# [Exercise description]
Turn the lines of the material below, between the line holding "Tag the eggplant" and the line holding "[(405, 107)]", inclusive, into a numbered list with no blank lines.

# [Input records]
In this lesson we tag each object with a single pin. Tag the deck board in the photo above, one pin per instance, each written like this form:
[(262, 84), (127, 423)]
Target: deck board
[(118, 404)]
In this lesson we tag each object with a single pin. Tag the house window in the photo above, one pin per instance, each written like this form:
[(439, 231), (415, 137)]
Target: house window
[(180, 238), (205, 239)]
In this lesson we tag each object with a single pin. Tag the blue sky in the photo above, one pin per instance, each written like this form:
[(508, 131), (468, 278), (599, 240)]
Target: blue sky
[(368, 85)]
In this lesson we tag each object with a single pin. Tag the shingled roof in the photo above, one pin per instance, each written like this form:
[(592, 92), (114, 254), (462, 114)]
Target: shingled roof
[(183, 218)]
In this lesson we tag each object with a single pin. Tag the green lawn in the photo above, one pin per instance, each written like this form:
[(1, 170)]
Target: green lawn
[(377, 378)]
==
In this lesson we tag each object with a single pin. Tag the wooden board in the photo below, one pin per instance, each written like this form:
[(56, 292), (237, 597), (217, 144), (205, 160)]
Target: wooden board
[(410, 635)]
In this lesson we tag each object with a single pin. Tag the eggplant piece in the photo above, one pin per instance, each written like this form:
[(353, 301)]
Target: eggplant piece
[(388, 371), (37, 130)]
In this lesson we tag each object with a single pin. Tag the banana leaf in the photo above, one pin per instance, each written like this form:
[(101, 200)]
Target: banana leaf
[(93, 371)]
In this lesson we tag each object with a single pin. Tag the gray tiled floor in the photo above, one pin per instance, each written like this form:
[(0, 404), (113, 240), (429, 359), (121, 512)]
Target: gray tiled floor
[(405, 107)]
--
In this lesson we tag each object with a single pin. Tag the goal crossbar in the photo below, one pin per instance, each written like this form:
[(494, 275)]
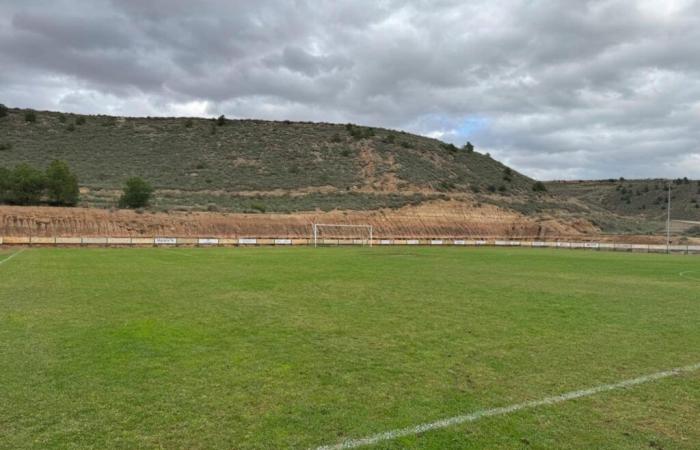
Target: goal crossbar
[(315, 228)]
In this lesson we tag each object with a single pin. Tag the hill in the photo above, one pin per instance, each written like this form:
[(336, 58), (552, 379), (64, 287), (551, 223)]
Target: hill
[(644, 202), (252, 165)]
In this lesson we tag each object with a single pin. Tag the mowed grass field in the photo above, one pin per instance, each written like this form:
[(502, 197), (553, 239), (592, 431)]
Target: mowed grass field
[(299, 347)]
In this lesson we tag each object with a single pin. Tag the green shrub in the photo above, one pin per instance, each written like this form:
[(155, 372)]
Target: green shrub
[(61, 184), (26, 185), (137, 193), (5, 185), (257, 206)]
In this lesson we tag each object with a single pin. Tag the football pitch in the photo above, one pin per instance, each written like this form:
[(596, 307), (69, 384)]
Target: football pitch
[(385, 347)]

# [Exercise output]
1. In this lesson we tag each object with a single pin. Tag the eggplant piece in the photo above, one pin per instance, each written like this form:
2. [(353, 301)]
3. Target: eggplant piece
4. [(388, 371), (37, 130)]
5. In this lesson we tag each object with a single pin. Tag the banana leaf in the photo above, one pin per instance, each written like this form:
6. [(101, 200)]
7. Target: banana leaf
8. [(93, 371)]
9. In this lesson we tag each object with a single pin. Tag the gray tiled floor in the photo above, one pin per instance, each written like this form:
10. [(0, 404), (113, 240), (429, 359), (121, 512)]
11. Target: gray tiled floor
12. [(405, 107)]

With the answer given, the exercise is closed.